**Your objective:**
Pull out every line below that contains the word "point".

**Input for this task:**
>> begin

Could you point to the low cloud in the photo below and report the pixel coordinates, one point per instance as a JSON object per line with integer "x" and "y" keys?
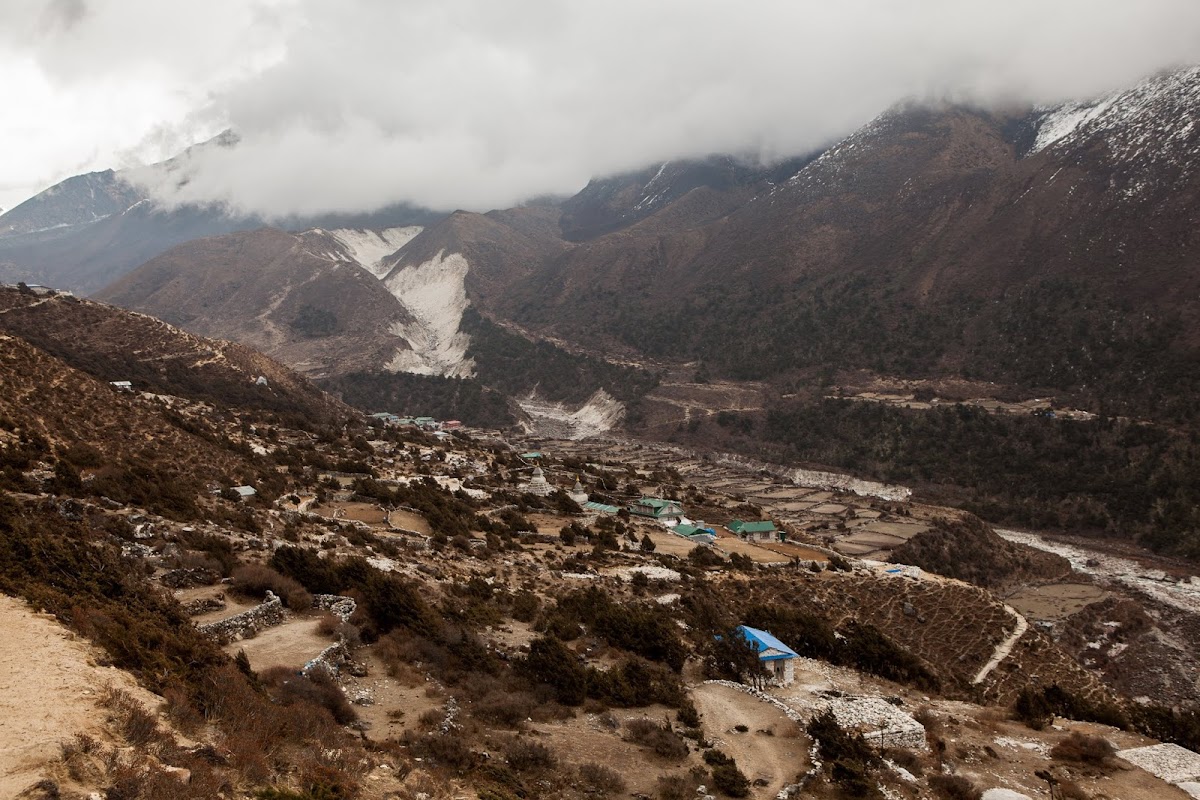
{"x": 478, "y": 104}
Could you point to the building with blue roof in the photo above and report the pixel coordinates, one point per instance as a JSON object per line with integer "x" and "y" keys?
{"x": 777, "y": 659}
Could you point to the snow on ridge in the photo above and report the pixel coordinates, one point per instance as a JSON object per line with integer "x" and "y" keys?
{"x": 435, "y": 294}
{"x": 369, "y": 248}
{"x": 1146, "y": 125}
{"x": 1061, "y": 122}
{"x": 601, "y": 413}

>> end
>> begin

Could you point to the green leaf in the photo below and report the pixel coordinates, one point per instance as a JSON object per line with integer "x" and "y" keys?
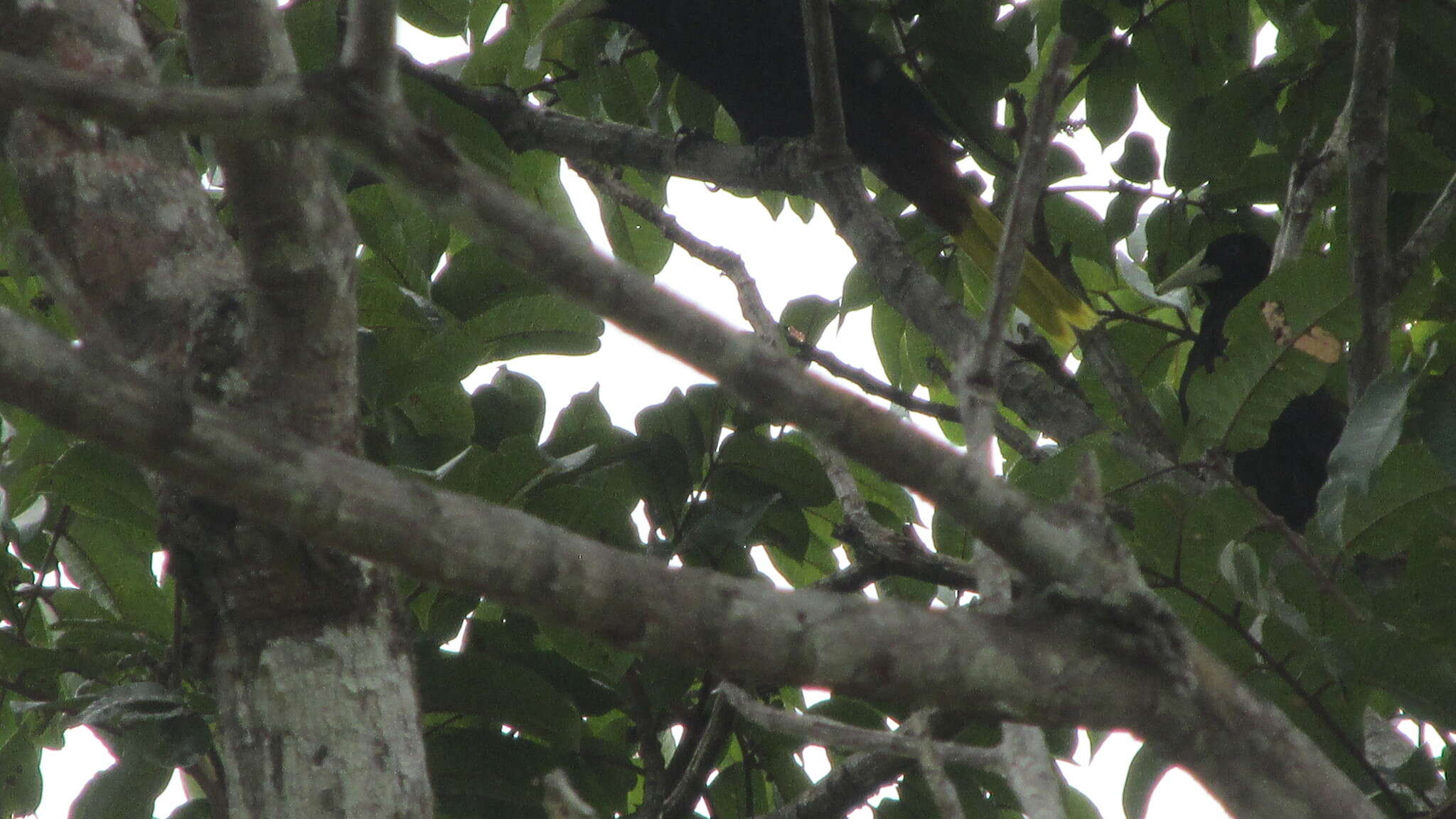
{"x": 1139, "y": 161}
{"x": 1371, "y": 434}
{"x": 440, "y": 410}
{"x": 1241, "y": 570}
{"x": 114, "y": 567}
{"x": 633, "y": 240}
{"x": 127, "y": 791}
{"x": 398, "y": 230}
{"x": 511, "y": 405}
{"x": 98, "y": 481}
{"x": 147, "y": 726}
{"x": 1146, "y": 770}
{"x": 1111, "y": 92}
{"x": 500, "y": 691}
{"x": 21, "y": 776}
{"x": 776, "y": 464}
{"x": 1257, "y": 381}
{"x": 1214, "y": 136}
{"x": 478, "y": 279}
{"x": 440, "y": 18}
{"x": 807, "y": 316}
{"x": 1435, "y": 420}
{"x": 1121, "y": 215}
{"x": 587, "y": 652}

>> end

**Correct output:**
Could you point to the low cloud in the photo below and report the pixel coordinates, one point per instance as a JSON object per line with integer "x" and "y" keys?
Could you point to the building with blue roof in the photo above and report the pixel coordinates, one point per instance as a JSON object per line with integer "x" and "y" keys?
Could you point to the snow on ridge in the photo above and report the pixel coordinates, one point per instance as a JSON object per line with integer "x" and "y" keys?
Could you point to the green leaf in the photo below and report the pixel coordinates, one point per instance as a JSON object per line with integer "x" and "y" keys?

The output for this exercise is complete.